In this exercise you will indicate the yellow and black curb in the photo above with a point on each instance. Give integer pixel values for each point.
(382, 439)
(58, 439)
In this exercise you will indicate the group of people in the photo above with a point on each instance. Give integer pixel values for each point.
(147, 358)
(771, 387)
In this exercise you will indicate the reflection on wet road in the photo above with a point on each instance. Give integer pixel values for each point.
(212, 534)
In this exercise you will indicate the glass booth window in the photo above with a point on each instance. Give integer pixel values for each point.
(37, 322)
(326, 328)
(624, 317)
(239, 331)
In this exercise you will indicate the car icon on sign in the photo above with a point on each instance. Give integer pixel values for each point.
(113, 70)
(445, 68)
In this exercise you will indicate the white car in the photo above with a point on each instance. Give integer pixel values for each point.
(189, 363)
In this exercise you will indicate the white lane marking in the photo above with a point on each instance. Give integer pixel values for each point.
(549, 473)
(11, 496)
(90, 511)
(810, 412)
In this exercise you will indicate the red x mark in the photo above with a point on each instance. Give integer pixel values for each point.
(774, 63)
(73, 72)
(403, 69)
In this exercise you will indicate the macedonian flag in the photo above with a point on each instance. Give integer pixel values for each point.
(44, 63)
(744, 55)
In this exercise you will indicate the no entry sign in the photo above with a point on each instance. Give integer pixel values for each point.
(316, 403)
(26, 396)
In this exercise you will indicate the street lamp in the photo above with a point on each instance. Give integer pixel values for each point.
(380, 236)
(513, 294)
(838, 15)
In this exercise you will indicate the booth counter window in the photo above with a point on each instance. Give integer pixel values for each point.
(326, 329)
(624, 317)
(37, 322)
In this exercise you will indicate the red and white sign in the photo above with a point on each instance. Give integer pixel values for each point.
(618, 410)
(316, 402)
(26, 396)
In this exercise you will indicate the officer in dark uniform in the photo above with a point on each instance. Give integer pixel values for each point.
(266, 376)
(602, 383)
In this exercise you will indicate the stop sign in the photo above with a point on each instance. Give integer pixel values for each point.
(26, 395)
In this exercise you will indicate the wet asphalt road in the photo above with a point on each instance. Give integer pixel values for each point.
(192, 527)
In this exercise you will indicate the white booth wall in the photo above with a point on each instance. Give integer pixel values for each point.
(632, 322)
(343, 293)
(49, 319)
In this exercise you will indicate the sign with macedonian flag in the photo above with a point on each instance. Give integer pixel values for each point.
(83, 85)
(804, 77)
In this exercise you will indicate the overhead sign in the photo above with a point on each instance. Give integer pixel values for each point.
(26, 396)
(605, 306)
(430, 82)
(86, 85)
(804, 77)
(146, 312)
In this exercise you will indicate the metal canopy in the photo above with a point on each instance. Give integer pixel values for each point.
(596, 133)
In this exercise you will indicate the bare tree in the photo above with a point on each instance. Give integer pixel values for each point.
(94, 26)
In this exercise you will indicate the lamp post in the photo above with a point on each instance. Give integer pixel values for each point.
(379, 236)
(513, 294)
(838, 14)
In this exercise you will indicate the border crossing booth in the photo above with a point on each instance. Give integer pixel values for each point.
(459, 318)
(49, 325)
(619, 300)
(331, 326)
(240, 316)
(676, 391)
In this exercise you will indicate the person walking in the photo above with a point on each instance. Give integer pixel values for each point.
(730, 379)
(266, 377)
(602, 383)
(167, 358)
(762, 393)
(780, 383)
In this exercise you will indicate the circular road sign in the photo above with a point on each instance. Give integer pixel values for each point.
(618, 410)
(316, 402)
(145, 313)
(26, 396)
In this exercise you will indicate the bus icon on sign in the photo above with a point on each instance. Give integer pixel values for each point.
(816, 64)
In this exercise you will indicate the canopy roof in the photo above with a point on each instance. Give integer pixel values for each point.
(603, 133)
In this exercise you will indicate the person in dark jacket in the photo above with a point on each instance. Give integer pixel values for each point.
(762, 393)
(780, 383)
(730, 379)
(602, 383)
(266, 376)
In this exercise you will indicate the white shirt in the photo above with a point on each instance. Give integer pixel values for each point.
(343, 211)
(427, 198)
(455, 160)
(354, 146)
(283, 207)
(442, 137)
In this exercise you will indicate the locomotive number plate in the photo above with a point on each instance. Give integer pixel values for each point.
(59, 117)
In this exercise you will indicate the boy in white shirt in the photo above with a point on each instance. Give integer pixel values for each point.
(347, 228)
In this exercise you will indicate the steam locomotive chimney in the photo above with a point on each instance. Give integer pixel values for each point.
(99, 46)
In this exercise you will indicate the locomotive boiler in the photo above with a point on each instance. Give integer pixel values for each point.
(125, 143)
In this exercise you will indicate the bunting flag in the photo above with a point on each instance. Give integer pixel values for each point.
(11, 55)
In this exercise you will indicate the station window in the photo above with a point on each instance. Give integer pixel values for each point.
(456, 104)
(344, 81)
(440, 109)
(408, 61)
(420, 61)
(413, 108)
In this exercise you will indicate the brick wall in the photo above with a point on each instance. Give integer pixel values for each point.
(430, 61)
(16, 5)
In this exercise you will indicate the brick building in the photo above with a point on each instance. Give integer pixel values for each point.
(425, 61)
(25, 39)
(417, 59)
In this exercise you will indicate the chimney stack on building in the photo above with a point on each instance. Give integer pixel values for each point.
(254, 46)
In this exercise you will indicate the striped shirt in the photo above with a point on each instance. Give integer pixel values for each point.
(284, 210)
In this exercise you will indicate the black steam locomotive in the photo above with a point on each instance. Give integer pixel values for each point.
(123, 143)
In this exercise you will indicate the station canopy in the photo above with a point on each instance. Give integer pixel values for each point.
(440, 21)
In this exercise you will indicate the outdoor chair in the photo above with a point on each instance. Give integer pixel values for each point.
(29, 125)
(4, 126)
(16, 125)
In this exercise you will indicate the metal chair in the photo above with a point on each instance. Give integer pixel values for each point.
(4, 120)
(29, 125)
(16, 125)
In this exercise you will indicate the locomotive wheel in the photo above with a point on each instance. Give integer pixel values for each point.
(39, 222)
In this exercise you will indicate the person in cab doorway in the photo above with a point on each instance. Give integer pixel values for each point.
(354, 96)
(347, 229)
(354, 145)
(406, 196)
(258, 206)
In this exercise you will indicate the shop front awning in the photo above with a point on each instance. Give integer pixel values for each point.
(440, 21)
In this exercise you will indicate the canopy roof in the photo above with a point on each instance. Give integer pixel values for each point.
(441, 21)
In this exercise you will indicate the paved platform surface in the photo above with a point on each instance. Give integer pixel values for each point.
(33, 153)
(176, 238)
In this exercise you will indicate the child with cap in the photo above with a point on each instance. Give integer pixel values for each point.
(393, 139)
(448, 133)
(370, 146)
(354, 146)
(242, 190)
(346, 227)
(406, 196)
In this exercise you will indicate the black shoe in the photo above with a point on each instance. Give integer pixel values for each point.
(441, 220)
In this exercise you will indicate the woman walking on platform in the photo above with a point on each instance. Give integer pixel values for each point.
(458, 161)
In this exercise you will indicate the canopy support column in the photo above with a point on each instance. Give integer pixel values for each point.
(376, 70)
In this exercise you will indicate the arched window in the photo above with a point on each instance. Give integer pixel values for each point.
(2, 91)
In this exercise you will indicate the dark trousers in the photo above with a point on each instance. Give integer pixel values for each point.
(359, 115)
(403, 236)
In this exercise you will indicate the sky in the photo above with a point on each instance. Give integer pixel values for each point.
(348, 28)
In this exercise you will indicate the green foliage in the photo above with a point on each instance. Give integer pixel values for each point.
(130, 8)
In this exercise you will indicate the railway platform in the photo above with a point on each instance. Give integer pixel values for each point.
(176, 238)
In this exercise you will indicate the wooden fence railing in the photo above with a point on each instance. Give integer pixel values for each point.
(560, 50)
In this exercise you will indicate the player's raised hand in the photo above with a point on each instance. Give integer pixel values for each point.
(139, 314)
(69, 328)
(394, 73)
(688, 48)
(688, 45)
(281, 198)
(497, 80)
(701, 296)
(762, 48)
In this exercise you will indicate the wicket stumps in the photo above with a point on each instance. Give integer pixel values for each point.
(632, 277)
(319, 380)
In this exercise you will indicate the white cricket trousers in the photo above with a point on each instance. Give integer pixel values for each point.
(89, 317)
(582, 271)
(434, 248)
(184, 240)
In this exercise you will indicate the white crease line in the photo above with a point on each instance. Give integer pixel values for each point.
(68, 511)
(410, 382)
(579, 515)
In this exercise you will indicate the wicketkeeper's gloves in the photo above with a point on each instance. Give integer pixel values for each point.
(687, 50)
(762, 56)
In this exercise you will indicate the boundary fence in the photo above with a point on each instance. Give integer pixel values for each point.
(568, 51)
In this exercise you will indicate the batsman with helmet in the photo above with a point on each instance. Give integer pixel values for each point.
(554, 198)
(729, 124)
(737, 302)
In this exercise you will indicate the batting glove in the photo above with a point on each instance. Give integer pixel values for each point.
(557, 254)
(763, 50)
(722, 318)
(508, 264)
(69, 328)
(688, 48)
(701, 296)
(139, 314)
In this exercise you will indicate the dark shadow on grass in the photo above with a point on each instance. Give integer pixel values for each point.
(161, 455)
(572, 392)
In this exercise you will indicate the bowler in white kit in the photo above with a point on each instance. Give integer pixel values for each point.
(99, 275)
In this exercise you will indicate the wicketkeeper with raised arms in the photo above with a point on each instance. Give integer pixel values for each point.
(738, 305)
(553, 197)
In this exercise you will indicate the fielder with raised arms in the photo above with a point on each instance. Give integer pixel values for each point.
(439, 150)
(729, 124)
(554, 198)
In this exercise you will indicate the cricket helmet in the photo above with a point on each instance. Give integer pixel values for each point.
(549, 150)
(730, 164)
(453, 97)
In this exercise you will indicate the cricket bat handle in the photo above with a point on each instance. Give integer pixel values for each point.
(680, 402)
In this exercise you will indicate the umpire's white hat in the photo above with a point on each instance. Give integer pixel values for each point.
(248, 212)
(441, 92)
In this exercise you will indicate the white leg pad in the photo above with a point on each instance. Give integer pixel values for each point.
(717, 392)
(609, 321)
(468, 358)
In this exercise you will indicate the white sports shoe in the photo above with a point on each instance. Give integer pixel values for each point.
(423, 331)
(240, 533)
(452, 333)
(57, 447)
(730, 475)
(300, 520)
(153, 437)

## [WORK ITEM]
Taking the line containing "In this exercise you will indicate the white sports" as the first, please return it and every line after it through the end of the entries, exactly and only those.

## [EXERCISE SOLUTION]
In this exercise you will indicate the white sports shoe in the photo above with a point on each instance. Give integer pixel values for each point.
(423, 331)
(240, 533)
(452, 333)
(57, 447)
(730, 475)
(300, 520)
(153, 437)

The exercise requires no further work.